**APPLY WHAT YOU READ:**
1. From the passage on childhood desserts, copy word for word the stretch that starts with the words "I remember watching" and ends after the words "and heavenly tastes.".
2. In the passage on childhood desserts, what did the mother soak the Marie biscuits in?
3. Continue the passage on childhood desserts from its final sentence.

**TEXT PROVIDED:**
^^^^^^^^
At the moment I’m fantasising a lot about food. This anti-candida diet is hell. For some reason even though I’m not a whipped cream fan, I’m constantly seeing fluffy chantilly cream concoctions my mother made when I was a child and we lived in Famagusta, Cyprus for four sunshine years.
I remember watching her patiently drench Marie biscuits in a mixture of warm milk and cognac, enough to soften but not so much they’d fall apart. The infused biscuits were sandwiched with chocolate chantilly cream, lined up erect to form the inner core of what became a chocolate log cake once coated with more chantilly. There was a meringue Mountain cake, consisting of home-made meringues topped with fluffy chantilly, roasted nuts with caramel, piled up into a 3-D triangle, and topped with a glossy chocolate sauce which set hard so that you’d bite into this explosion of textures and heavenly tastes.
^^^^^^^^
**DATA BLOCK:**

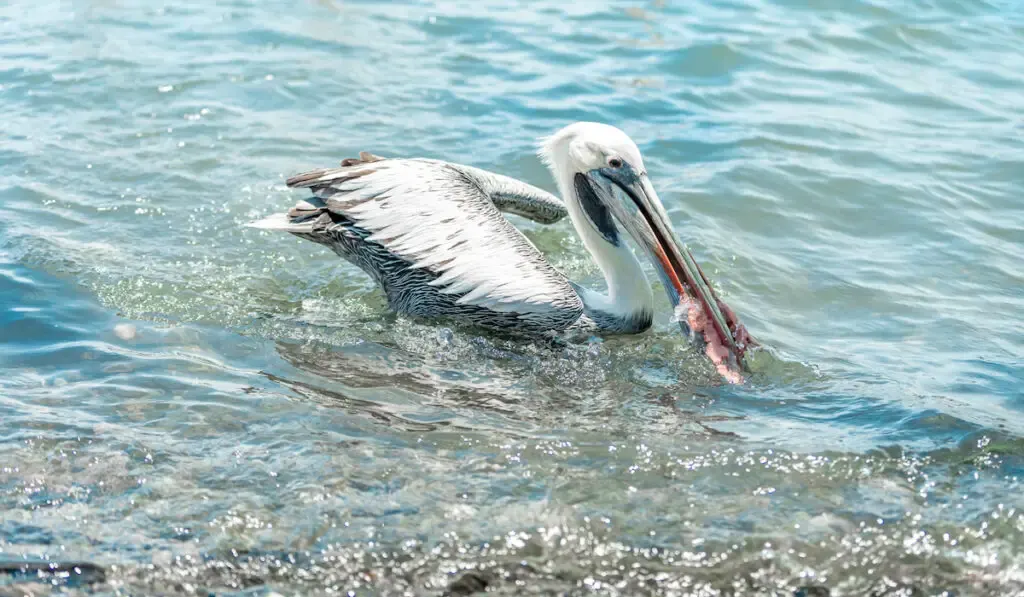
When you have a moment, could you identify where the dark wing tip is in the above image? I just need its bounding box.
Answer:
[285,168,328,188]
^^^^^^^^
**ANSWER LIST:**
1.
I remember watching her patiently drench Marie biscuits in a mixture of warm milk and cognac, enough to soften but not so much they’d fall apart. The infused biscuits were sandwiched with chocolate chantilly cream, lined up erect to form the inner core of what became a chocolate log cake once coated with more chantilly. There was a meringue Mountain cake, consisting of home-made meringues topped with fluffy chantilly, roasted nuts with caramel, piled up into a 3-D triangle, and topped with a glossy chocolate sauce which set hard so that you’d bite into this explosion of textures and heavenly tastes.

2. A mixture of warm milk and cognac.

3.
With peace talks in progress for a solution in Cyprus coinciding with this diet, the desserts of my childhood are on my mind. Eating is our personal history. Eating is so much more than scoffing something to keep going, limiting foods to get the right appearance, worrying about what to eat and not eat and turning the process into an internal psychological attack when not eating ‘the right way’ or not losing weight. If there is peace on my family’s island I will remember the meal my mother will cook for us to thank God for returning to our town. The first meal we will cook in Famagusta will be liberally laced with the ingredient of grateful tears.
I wish you all happy moments eating with your loved ones and if you are eating alone that includes enjoying being with your loved inner self too.